WHAT THE TASK ASKS:
Gather every line of the material below that contains the string "coffee", and copy each one over unchanged. Case matters.

EXERCISE MATERIALS:
-- Start --

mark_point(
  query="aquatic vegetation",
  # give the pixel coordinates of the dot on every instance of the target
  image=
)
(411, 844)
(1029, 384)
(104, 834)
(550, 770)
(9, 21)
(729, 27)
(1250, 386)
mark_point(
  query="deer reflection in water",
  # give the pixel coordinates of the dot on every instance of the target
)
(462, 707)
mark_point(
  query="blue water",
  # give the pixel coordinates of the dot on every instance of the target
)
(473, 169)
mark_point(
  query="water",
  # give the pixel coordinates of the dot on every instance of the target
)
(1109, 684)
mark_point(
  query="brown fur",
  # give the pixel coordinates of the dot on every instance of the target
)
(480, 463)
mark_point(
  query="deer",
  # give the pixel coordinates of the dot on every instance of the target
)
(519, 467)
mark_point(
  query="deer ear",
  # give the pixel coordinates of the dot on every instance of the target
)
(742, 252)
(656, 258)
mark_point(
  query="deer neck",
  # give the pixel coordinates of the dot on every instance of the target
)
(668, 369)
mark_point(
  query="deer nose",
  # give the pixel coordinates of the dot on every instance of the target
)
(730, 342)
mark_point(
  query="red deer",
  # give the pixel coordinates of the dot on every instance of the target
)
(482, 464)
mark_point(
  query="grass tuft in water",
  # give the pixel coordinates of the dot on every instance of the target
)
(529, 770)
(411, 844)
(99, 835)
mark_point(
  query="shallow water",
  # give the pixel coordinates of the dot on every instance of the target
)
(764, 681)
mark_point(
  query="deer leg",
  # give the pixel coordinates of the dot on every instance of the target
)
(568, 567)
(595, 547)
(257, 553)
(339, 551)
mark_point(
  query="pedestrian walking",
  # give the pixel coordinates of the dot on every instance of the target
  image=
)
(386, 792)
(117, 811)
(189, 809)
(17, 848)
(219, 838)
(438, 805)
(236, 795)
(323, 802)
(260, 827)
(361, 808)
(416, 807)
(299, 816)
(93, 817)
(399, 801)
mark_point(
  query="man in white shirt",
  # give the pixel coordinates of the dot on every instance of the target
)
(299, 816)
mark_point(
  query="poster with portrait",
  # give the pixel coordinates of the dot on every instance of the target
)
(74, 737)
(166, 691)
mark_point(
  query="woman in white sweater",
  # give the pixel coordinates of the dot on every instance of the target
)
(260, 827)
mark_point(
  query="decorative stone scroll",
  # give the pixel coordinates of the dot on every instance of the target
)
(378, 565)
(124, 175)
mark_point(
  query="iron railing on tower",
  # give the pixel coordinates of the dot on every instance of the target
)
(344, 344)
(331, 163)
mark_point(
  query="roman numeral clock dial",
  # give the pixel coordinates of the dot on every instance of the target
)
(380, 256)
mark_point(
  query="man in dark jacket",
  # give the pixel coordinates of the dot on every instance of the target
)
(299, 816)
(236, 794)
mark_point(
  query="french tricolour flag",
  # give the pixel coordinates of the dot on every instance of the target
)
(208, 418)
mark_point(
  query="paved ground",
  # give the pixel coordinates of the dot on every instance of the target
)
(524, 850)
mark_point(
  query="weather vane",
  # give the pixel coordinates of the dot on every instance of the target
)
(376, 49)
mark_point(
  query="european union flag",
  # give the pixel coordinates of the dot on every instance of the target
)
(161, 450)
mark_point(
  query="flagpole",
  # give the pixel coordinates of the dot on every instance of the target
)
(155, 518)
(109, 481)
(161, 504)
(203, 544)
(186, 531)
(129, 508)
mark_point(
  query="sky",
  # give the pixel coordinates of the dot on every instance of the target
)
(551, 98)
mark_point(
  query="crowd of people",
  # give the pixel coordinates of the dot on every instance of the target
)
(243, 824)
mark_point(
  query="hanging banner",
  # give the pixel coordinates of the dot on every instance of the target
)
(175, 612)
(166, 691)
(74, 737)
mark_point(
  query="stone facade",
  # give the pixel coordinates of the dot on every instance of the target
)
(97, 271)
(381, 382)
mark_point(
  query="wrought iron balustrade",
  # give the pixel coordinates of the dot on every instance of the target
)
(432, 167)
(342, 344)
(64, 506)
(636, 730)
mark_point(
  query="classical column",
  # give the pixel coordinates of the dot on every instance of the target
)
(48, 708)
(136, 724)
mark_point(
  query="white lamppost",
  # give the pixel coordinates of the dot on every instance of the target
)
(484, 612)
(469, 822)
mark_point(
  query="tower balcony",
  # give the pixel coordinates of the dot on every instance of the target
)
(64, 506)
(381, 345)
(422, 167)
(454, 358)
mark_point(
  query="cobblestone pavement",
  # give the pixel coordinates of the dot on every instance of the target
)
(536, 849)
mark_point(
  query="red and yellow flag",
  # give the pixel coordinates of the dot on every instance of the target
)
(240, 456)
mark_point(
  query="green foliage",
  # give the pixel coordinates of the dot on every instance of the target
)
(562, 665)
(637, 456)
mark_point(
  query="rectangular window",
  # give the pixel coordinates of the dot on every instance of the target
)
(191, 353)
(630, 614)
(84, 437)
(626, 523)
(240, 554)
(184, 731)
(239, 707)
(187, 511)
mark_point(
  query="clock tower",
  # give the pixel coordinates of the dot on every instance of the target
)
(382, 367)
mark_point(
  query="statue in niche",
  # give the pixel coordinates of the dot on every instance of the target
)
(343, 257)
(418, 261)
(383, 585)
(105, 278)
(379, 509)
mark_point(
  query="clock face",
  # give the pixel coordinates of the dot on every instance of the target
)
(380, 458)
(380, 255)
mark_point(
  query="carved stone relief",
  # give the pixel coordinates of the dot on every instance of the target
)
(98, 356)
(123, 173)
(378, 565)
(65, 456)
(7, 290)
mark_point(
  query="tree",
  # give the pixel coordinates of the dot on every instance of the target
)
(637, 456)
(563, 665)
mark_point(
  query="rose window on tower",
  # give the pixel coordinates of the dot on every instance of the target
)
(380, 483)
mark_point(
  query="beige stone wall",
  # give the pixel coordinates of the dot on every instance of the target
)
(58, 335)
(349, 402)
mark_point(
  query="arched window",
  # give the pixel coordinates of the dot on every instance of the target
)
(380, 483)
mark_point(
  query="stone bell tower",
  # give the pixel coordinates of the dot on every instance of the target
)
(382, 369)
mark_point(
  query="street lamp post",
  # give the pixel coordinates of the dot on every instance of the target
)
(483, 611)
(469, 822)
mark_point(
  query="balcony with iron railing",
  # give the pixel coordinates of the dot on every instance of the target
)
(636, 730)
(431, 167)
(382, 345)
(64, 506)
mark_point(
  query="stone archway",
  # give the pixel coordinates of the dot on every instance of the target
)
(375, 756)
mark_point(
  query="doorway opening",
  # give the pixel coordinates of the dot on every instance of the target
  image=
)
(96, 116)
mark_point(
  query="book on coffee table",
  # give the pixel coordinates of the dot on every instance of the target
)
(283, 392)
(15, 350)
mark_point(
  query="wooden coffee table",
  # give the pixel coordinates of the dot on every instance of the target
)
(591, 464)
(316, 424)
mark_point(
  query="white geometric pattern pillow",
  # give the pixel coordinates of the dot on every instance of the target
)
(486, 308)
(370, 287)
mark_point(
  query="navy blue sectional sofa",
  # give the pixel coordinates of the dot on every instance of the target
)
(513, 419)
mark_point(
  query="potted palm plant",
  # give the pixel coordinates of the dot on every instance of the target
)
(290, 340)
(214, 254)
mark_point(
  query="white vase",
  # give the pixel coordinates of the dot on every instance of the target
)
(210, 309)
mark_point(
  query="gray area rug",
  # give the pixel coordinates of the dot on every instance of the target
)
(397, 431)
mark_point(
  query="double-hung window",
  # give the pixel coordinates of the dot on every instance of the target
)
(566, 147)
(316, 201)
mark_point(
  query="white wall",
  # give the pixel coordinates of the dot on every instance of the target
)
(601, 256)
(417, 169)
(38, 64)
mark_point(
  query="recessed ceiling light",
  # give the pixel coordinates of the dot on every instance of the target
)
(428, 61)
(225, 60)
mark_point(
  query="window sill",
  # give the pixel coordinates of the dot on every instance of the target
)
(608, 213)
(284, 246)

-- End --

WORKED ANSWER:
  query="book on coffee table",
  query="wooden coffee table",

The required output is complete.